■ What to work on ■
1. From the article on intrusive parenting, extract the passage from "How Children's Behavior" to "as temper tantrums." word for word.
2. Answer these questions using the article on intrusive parenting:
(a) In which journal was the study by Yan, Ansari, and Wang published?
(b) What behavior problem does the article give as an example of what children's striving for independence can lead to?
(c) On what date was the article posted?

■ Source passage ■
- - - -

How Children's Behavior Can Lead to Intrusive Parenting
Research helps explains how behavior problems in kids shape parenting.
Posted Oct 23, 2019
Most parents are aware of the “terrible twos,” a developmental period during which children undergo changes in milestones that involve cognitive, behavioral, social, and emotional changes. This period is often referred to as the “terrible twos,” because children strive to be more independent, and this can lead to behavior problems such as temper tantrums.
Research by psychologists has noted that some 2-year-old children begin to exhibit increasing externalizing behaviors, such as disruptive, defiant, or aggressive behaviors. These problems may be short-term or continue as the child gets older.
Recently, a study published in the Journal of Family Psychology collected data to better understand how disruptive behavior in children can lead to intrusive or overcontrolling parenting (Yan, Ansari, & Wang, 2019). According to the researchers, “when children are defiant, aggressive, and disruptive, parents are likely to engage in a series of intrusive parenting practices to manage these behaviors, such as limiting children’s autonomous wishes, offering excessive directions, or disrupting children’s opportunities to practice efficient skills to regulate their externalizing behaviors.”
Most parents are able to manage disruptive behavior in a calm, firm manner. However, this can become more difficult depending on the temperament or personality of the child.
The data from the study by Yan, Ansari, and Wang (2019) report that “when children consistently exhibit noncompliance, aggressive behaviors toward peers, unregulated emotion outbursts, or aversive misbehaviors, parents are cognitively and emotionally challenged.” In other words, some parents may become more frustrated and angry when children maintain disruptive or non-complaint behavior.

- - - -

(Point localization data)
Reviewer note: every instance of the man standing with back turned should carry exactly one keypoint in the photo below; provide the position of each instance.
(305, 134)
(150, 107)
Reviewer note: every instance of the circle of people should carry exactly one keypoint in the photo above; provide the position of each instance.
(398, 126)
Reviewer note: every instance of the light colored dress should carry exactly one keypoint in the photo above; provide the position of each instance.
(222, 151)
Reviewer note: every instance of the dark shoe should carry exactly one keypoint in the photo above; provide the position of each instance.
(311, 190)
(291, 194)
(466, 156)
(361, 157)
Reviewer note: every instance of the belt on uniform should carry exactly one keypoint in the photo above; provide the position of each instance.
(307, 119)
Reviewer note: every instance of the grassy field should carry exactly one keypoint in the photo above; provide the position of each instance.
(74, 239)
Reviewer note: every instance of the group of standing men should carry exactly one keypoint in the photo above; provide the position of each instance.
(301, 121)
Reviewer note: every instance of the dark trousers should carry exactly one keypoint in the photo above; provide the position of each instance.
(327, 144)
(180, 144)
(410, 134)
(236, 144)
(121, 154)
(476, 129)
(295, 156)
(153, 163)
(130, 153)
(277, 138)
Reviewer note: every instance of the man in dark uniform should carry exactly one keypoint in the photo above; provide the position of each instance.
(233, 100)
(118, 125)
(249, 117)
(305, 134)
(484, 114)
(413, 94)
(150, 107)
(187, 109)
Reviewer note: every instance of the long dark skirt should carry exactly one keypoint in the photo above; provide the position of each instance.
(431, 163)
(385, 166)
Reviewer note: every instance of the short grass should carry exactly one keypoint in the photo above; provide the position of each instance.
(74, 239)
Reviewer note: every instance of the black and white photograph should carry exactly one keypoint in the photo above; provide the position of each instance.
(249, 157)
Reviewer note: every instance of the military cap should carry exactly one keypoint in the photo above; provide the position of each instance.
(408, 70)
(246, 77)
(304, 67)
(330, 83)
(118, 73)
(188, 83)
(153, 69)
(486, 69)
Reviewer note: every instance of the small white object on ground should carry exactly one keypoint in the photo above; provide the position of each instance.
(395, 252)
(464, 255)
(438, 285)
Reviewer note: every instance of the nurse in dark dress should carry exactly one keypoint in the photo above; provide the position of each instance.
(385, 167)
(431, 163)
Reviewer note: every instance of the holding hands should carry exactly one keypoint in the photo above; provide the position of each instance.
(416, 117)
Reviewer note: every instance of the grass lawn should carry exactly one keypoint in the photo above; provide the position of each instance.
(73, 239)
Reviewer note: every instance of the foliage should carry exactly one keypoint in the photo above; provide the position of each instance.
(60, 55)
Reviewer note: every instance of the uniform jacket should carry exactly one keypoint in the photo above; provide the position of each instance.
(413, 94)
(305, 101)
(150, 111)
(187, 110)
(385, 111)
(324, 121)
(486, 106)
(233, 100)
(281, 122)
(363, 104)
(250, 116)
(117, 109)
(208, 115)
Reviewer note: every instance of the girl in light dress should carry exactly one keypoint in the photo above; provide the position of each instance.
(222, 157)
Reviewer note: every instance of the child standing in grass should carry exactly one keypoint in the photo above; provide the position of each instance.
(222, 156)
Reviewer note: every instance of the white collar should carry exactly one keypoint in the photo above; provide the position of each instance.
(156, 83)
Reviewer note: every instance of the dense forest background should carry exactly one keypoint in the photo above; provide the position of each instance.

- - - -

■ Solved tasks ■
1.
How Children's Behavior Can Lead to Intrusive Parenting
Research helps explains how behavior problems in kids shape parenting.
Posted Oct 23, 2019
Most parents are aware of the “terrible twos,” a developmental period during which children undergo changes in milestones that involve cognitive, behavioral, social, and emotional changes. This period is often referred to as the “terrible twos,” because children strive to be more independent, and this can lead to behavior problems such as temper tantrums.

2.
(a) The Journal of Family Psychology
(b) Temper tantrums
(c) October 23, 2019